Lella Mannoubia, une féministe avant l'heure ? Ce qui est sûr c'est qu'elle a refusé le diktat des hommes et s'est rebellée contre l’autoritarisme des hommes et des beys; et en femme libre et indépendante elle a trouvé sa voie dans le soufisme pour s'émanciper des hommes. C'est pourquoi les salafistes, ces enfants-miliciens du Frère musulman Ghannouchi, s'en sont pris à son mausolée, pensant l'effacer de la mémoire collective des tunisiens.
R.B

Lella Manoubia ou Saïda Manoubia, de son vrai nom Aïcha Manoubia, née vers 1180 à La Manouba et décédée en 1257, est une sainte tunisienne. Depuis presque 8 siècles, elle est la sainte patronne de Tunis.
Sa renommée est telle qu'elle lui vaut un récit hagiographique intitulé Manâqib (Vies, vertus et prodiges de la sainte) et rédigé par l'imam de la mosquée de La Manouba. Consécration très rare pour une femme, il révèle des éléments doctrinaux importants où la sainte revendique ouvertement le statut de « pôle des pôles » — la plus haute dignité dans la hiérarchie soufie — et le statut du vicaire de Dieu sur terre. De plus, il montre une femme imprégnée du savoir scientifico-théologique et très instruite sur le Coran.
Elle étudie les hadiths et les sciences de la jurisprudence islamique après avoir reçu sa formation d’Abou Hassan al-Chadhili, un maître soufi berbère marocain, dont elle est l'élève. Ce dernier la nomme même à la tête de son ordre, la Chadhiliyya, lui conférant le statut de pôle de la confrérie, dirigeant de ce fait des imams. Elle va jusqu’à prier à la mosquée Zitouna de Tunis en compagnie des hommes, ce qui constitue un « fait révolutionnaire dans l’histoire du monde musulman ».

:: Matériel fourni ::
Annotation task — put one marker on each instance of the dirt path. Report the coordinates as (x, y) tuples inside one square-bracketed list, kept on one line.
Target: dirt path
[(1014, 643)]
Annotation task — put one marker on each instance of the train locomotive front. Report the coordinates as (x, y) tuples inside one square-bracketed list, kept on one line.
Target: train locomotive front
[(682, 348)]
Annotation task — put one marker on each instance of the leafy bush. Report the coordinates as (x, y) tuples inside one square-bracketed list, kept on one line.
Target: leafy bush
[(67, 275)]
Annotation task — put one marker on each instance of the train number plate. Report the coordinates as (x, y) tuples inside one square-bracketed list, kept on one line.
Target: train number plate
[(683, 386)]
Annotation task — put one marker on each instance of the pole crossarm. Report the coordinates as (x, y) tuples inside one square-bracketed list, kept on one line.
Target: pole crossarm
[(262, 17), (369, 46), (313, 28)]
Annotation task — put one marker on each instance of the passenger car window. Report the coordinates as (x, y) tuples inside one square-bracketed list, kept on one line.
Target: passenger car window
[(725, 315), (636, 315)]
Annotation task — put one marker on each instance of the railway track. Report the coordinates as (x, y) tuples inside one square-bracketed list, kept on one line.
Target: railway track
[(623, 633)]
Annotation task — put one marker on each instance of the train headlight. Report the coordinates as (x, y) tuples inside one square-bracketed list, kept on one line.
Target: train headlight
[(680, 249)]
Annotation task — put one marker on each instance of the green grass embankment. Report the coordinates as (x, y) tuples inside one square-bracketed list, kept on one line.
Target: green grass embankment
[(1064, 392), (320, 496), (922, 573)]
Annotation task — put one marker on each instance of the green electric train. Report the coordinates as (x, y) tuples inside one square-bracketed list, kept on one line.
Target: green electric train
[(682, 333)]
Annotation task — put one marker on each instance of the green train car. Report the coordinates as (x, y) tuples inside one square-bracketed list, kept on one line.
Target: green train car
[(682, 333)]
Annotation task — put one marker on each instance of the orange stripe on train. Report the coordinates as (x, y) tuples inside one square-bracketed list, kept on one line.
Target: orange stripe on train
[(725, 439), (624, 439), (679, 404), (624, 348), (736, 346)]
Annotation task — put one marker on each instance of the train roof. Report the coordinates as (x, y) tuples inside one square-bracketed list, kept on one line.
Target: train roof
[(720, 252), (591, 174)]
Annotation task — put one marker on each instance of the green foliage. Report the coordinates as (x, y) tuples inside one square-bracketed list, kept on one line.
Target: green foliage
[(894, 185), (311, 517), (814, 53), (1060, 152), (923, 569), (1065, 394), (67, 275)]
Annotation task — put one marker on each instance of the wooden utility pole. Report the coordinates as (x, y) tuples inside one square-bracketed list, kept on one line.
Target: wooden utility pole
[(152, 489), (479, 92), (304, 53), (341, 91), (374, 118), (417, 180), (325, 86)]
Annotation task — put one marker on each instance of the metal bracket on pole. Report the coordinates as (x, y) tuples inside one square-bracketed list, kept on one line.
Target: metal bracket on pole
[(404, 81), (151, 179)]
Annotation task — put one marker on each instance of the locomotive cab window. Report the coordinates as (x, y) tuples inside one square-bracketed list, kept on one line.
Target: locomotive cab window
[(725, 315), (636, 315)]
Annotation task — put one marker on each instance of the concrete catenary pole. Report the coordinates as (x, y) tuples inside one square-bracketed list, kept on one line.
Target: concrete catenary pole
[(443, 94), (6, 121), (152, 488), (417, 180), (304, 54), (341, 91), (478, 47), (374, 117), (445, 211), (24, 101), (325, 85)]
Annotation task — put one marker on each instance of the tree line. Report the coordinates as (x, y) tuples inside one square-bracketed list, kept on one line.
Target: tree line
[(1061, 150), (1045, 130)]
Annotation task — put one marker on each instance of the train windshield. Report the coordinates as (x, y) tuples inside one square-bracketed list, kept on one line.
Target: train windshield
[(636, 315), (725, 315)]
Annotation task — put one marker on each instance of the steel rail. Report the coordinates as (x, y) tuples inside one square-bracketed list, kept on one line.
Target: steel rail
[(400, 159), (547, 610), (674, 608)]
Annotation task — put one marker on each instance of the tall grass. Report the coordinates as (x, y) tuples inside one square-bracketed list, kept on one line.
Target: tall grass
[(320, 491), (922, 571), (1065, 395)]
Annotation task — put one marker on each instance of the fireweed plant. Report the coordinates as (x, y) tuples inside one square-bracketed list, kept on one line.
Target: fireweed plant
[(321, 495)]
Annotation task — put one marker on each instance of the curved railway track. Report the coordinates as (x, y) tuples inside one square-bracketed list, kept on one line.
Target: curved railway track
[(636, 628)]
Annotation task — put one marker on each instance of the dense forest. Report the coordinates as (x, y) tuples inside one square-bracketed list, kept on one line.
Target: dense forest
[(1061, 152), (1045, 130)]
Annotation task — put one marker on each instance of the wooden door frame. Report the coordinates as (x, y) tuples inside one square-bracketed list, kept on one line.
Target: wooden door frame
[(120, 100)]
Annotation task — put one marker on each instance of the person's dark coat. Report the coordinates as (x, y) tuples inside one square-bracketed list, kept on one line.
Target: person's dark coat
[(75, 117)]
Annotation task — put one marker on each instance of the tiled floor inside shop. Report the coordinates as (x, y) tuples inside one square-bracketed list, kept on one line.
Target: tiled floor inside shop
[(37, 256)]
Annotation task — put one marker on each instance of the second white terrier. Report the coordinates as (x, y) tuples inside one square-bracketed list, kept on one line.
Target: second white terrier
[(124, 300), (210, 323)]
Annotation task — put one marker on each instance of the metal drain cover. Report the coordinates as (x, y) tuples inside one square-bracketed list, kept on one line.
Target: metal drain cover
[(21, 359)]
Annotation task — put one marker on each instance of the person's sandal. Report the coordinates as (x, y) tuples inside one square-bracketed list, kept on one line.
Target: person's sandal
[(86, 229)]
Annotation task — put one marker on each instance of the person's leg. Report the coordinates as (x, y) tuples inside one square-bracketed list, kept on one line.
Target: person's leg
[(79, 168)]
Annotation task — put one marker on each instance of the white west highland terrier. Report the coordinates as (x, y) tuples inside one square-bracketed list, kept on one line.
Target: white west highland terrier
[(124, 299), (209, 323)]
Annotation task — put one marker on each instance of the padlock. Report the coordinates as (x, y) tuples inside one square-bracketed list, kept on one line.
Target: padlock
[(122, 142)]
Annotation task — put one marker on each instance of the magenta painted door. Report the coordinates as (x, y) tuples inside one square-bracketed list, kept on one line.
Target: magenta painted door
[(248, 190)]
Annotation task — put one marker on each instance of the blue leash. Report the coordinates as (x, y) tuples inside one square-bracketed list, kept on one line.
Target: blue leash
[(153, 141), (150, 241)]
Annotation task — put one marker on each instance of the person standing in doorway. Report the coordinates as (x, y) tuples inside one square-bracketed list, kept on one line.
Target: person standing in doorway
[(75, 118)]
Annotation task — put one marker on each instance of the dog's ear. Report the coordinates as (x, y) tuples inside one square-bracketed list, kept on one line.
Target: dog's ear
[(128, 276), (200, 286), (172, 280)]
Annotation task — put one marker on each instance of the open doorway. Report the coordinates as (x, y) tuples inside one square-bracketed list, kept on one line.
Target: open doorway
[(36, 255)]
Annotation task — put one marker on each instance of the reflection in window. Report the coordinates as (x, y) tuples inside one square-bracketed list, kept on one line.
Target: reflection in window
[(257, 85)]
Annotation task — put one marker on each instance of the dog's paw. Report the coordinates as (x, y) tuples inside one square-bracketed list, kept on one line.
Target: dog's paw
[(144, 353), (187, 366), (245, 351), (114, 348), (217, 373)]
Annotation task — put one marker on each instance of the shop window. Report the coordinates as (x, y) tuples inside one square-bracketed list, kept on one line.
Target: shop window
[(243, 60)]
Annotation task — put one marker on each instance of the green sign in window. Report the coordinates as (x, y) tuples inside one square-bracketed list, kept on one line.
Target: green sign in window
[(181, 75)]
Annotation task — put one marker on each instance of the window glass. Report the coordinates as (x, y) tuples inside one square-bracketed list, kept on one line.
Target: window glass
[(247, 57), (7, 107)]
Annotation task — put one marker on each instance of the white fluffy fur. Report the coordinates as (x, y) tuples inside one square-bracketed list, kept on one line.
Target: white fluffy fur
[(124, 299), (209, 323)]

:: Exercice ::
Reproduisez à l'identique, dans le texte sur Lella Manoubia, le passage allant de « Sa renommée est » jusqu'à « sur le Coran. ». Ce matériel forme un ensemble distinct du texte.

:: Réponse complète ::
Sa renommée est telle qu'elle lui vaut un récit hagiographique intitulé Manâqib (Vies, vertus et prodiges de la sainte) et rédigé par l'imam de la mosquée de La Manouba. Consécration très rare pour une femme, il révèle des éléments doctrinaux importants où la sainte revendique ouvertement le statut de « pôle des pôles » — la plus haute dignité dans la hiérarchie soufie — et le statut du vicaire de Dieu sur terre. De plus, il montre une femme imprégnée du savoir scientifico-théologique et très instruite sur le Coran.